AIM:
Rewrite everything from the line containing "For the evaluation set, tag every instance of the snow field" down to the last line below as a JSON list of strings, one string per line, leaving out any blank lines.
— Begin THE DATA —
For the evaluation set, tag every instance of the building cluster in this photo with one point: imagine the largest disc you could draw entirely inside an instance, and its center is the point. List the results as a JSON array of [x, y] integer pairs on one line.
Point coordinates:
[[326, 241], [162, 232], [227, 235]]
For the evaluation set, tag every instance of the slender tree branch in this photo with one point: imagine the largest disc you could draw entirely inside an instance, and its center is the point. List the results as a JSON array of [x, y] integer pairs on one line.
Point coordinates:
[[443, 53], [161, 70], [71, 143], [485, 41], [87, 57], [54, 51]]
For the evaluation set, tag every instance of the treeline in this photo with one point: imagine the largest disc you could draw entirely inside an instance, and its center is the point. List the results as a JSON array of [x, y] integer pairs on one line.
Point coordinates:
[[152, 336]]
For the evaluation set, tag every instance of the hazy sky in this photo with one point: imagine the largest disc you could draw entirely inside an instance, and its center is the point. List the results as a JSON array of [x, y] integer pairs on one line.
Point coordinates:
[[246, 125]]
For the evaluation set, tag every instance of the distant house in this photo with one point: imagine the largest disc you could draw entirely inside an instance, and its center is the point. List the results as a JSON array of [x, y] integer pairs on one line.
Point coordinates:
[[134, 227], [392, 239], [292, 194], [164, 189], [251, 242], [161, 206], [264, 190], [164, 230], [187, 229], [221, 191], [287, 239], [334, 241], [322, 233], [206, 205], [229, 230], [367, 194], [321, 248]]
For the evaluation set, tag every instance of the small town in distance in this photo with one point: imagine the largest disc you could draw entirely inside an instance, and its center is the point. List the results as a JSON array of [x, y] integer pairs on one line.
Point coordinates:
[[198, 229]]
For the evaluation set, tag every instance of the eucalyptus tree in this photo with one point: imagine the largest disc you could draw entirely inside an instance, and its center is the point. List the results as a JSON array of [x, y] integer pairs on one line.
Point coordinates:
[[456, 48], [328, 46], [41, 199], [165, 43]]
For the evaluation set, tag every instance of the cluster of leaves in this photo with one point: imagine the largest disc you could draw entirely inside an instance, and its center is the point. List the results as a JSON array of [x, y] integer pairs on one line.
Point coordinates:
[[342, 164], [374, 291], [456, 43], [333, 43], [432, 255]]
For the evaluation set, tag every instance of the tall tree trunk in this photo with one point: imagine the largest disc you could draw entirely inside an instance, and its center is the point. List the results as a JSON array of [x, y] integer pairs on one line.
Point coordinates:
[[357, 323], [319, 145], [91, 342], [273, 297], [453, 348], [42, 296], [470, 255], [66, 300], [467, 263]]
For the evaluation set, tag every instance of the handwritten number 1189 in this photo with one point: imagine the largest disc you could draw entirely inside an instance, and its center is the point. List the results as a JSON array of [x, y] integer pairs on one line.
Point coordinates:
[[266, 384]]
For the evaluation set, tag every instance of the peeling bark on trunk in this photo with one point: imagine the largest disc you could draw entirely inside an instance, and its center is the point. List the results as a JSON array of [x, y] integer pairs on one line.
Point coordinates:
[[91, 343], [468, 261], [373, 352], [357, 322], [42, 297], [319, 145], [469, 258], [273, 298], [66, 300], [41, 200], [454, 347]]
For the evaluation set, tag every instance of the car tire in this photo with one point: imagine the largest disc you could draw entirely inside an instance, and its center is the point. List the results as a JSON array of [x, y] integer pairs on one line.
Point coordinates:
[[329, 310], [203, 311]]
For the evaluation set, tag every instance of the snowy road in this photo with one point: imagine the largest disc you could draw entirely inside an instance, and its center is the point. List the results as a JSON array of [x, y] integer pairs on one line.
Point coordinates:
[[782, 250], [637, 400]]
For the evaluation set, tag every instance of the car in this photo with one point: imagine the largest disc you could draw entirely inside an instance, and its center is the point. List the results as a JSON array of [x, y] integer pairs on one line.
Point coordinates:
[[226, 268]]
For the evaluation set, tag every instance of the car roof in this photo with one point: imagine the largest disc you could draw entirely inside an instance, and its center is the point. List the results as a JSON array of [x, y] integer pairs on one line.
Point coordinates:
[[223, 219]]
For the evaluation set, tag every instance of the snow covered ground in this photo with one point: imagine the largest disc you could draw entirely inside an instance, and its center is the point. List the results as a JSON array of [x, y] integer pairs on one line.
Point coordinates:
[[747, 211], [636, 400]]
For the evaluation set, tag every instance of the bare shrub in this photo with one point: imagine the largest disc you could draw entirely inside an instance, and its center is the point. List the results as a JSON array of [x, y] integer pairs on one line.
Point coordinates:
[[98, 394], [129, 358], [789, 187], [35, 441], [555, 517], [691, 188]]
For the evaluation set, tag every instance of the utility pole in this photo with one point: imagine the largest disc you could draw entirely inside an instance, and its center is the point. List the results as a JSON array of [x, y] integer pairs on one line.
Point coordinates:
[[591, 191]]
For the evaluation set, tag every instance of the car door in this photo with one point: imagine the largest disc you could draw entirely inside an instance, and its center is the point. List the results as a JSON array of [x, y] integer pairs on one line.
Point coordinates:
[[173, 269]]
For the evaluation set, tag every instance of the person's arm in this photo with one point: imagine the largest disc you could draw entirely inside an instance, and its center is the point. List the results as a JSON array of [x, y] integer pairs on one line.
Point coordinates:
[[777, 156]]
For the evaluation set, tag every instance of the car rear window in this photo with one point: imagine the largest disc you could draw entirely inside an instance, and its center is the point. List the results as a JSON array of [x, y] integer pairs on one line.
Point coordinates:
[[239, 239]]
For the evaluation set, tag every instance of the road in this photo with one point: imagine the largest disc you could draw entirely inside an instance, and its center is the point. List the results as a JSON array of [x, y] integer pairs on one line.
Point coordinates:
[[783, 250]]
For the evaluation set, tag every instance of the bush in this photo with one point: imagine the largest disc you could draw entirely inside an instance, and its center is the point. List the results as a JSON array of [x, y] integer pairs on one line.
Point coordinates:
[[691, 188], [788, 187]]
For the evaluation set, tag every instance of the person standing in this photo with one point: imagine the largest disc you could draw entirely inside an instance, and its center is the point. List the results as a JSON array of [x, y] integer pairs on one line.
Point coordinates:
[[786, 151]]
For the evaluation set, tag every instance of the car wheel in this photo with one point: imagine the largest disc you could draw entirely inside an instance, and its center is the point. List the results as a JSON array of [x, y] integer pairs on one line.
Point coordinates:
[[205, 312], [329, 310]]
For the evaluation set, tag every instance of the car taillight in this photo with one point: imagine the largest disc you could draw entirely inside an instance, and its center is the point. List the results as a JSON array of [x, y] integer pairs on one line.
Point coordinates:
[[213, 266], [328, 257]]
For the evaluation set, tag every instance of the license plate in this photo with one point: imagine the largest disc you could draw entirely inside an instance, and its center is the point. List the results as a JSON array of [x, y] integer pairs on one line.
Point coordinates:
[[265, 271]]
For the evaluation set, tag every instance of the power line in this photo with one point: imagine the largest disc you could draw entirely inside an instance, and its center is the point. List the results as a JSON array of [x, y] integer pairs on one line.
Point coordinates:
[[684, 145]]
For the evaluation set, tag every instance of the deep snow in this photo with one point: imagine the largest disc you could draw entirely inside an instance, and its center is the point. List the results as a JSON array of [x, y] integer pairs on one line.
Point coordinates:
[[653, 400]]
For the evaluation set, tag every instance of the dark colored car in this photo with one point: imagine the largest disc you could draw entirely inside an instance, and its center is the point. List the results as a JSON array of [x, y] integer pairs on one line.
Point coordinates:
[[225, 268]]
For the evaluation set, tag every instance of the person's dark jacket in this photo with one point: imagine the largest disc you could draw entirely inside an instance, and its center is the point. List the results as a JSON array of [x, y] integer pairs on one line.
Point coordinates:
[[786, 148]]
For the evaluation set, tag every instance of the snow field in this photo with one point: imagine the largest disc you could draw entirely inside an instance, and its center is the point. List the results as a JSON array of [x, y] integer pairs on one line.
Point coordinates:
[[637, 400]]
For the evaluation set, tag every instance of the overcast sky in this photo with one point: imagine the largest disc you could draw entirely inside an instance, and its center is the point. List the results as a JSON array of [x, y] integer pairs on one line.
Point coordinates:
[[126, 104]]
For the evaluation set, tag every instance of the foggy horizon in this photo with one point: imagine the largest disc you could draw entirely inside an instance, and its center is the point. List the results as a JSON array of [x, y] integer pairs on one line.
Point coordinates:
— End THE DATA —
EXPECTED OUTPUT:
[
  "For the evaluation set, tag every instance of the snow field in this photo with one point: imagine the largest disc you could draw entirely inside an instance, and its center is the point. List the results as a JSON array of [x, y] integer pairs on one line.",
  "Point coordinates:",
  "[[637, 400]]",
  "For the evaluation set, tag every instance of the overcast sky in this photo with one point: imagine the largest disc you could draw entirely inside an instance, and its center is the point. List the results as a JSON array of [x, y] integer pairs on one line.",
  "Point coordinates:",
  "[[126, 104]]",
  "For the evaluation set, tag every instance of the foggy horizon in this photo with one point: imagine the largest disc you could draw entirely inside an instance, and its center is the point. List the results as a JSON array of [x, y] integer pairs on one line.",
  "Point coordinates:"
]